Data extracted from a collection:
== Segment start ==

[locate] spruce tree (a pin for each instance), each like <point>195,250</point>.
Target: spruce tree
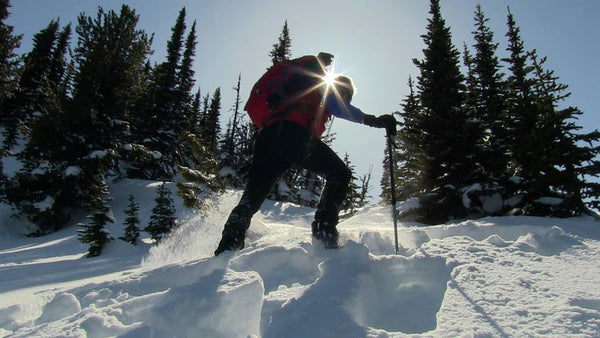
<point>282,50</point>
<point>111,54</point>
<point>212,129</point>
<point>32,96</point>
<point>167,112</point>
<point>353,196</point>
<point>132,222</point>
<point>448,136</point>
<point>563,160</point>
<point>409,156</point>
<point>163,219</point>
<point>9,59</point>
<point>41,190</point>
<point>198,181</point>
<point>229,159</point>
<point>96,233</point>
<point>522,117</point>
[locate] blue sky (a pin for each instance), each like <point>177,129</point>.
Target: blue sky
<point>374,43</point>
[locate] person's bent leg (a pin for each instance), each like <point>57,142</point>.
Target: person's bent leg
<point>264,171</point>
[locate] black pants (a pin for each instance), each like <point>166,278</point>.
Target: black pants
<point>277,148</point>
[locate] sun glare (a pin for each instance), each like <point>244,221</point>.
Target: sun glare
<point>329,78</point>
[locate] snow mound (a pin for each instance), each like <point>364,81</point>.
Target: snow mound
<point>503,276</point>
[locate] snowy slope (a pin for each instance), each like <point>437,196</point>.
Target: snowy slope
<point>509,276</point>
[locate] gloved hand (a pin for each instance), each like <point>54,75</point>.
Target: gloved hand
<point>386,121</point>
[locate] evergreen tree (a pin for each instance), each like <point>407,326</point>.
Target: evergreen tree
<point>563,161</point>
<point>365,187</point>
<point>522,117</point>
<point>353,196</point>
<point>163,219</point>
<point>198,181</point>
<point>486,97</point>
<point>132,222</point>
<point>212,129</point>
<point>111,54</point>
<point>282,50</point>
<point>42,190</point>
<point>33,93</point>
<point>229,159</point>
<point>9,60</point>
<point>409,155</point>
<point>448,136</point>
<point>169,105</point>
<point>96,233</point>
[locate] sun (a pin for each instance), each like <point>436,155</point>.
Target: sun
<point>329,78</point>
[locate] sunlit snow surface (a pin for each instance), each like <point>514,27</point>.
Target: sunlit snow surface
<point>506,276</point>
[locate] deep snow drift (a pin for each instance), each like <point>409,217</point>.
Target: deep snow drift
<point>508,276</point>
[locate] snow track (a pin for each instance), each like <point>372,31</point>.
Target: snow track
<point>510,276</point>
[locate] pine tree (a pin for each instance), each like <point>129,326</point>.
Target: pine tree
<point>448,136</point>
<point>169,103</point>
<point>33,93</point>
<point>352,200</point>
<point>409,156</point>
<point>230,157</point>
<point>563,161</point>
<point>522,117</point>
<point>9,60</point>
<point>41,190</point>
<point>199,181</point>
<point>111,55</point>
<point>365,187</point>
<point>96,233</point>
<point>163,219</point>
<point>212,128</point>
<point>132,222</point>
<point>282,50</point>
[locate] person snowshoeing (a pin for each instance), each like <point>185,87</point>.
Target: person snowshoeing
<point>291,135</point>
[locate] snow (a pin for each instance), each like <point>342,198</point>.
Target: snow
<point>496,276</point>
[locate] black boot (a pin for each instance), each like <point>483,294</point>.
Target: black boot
<point>326,233</point>
<point>231,241</point>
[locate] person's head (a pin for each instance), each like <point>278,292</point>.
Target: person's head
<point>345,87</point>
<point>325,58</point>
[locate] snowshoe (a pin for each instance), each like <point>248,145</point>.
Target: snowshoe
<point>232,241</point>
<point>326,234</point>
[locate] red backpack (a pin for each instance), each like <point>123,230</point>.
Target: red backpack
<point>269,86</point>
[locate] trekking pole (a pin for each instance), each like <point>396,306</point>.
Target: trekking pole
<point>393,187</point>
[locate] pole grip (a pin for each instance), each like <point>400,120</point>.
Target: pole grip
<point>393,187</point>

== Segment end ==

Reproduce all the data as it stands. The pictures are not part of the copy.

Response below
[locate] spruce tree (a pin for each instance), each like <point>195,250</point>.
Target: spruce tree
<point>282,50</point>
<point>111,54</point>
<point>212,129</point>
<point>32,96</point>
<point>167,112</point>
<point>353,196</point>
<point>132,222</point>
<point>448,136</point>
<point>563,160</point>
<point>409,156</point>
<point>163,219</point>
<point>9,59</point>
<point>41,190</point>
<point>198,181</point>
<point>229,159</point>
<point>96,233</point>
<point>522,117</point>
[locate] blue sky (a pin for each instance), each like <point>177,129</point>.
Target: blue sky
<point>374,43</point>
[locate] person's bent leg (a pin for each instance), each like <point>57,142</point>.
Target: person's bent leg
<point>264,171</point>
[locate] black pants (a pin for each instance), each like <point>166,278</point>.
Target: black pants
<point>277,148</point>
[locate] sun glare (a pin for each instance), each like <point>244,221</point>.
Target: sun glare
<point>329,78</point>
[locate] snow mound (a pin for each instance), each like <point>364,81</point>.
Target: snow mound
<point>503,276</point>
[locate] snowy slope (a pin for each instance), each like <point>437,196</point>.
Target: snowy slope
<point>509,276</point>
[locate] gloved hand (a pin for each instance), each like <point>54,75</point>.
Target: gloved hand
<point>386,121</point>
[locate] evergreen tree (a pin for each instance), each like <point>407,326</point>.
Target: evergreen tree
<point>563,161</point>
<point>365,187</point>
<point>522,117</point>
<point>353,196</point>
<point>163,219</point>
<point>198,181</point>
<point>486,97</point>
<point>132,222</point>
<point>212,129</point>
<point>111,54</point>
<point>282,50</point>
<point>42,190</point>
<point>33,93</point>
<point>229,159</point>
<point>9,60</point>
<point>409,155</point>
<point>448,136</point>
<point>169,105</point>
<point>96,233</point>
[locate] sun (a pin for each instance), each like <point>436,155</point>.
Target: sun
<point>329,78</point>
[locate] sunlit snow surface (a pin for each instance), each like <point>514,27</point>.
Target: sunlit snow surface
<point>506,276</point>
[locate] deep snow drift (a pin for each instance), each like <point>409,217</point>.
Target: deep snow drift
<point>508,276</point>
[locate] snow track (a pin for each instance), each like <point>372,31</point>.
Target: snow track
<point>510,276</point>
[locate] pine tree (a pin for each instance), each like <point>129,326</point>.
Target: pine tree
<point>448,136</point>
<point>169,103</point>
<point>33,93</point>
<point>352,200</point>
<point>409,156</point>
<point>230,157</point>
<point>563,161</point>
<point>522,117</point>
<point>9,60</point>
<point>41,190</point>
<point>199,181</point>
<point>111,55</point>
<point>365,187</point>
<point>96,233</point>
<point>163,219</point>
<point>212,128</point>
<point>132,222</point>
<point>282,50</point>
[locate] person snowshoeing (a pin for each instance), each like <point>185,87</point>.
Target: person snowshoeing
<point>291,135</point>
[locate] snow (a pin for each instance), each like <point>342,198</point>.
Target: snow
<point>496,276</point>
[locate] black boot (a pin for each instance), each like <point>483,294</point>.
Target: black boot
<point>326,233</point>
<point>231,241</point>
[locate] person's head (a pin for each instance), each like <point>278,292</point>.
Target: person's head
<point>345,87</point>
<point>325,58</point>
[locate] snowshoe (a pin for each instance), each like <point>248,145</point>.
Target: snowshoe
<point>232,241</point>
<point>326,234</point>
[locate] red backpack (a pin for each instance), each like <point>123,230</point>.
Target: red backpack
<point>269,86</point>
[locate] trekking pole (a pin for each instance), each like <point>396,306</point>.
Target: trekking pole
<point>393,187</point>
[locate] pole grip (a pin for each instance), each like <point>400,120</point>.
Target: pole grip
<point>393,187</point>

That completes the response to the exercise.